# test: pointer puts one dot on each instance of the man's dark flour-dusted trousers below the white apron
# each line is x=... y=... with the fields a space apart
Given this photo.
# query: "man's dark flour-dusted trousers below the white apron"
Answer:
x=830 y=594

TASK DETAILS -
Each line of the entries above that contains "trousers" is to be copied.

REPLY -
# test: pointer puts one dot on each instance of the man's dark flour-dusted trousers below the white apron
# query: "man's dark flour-dusted trousers below the white apron"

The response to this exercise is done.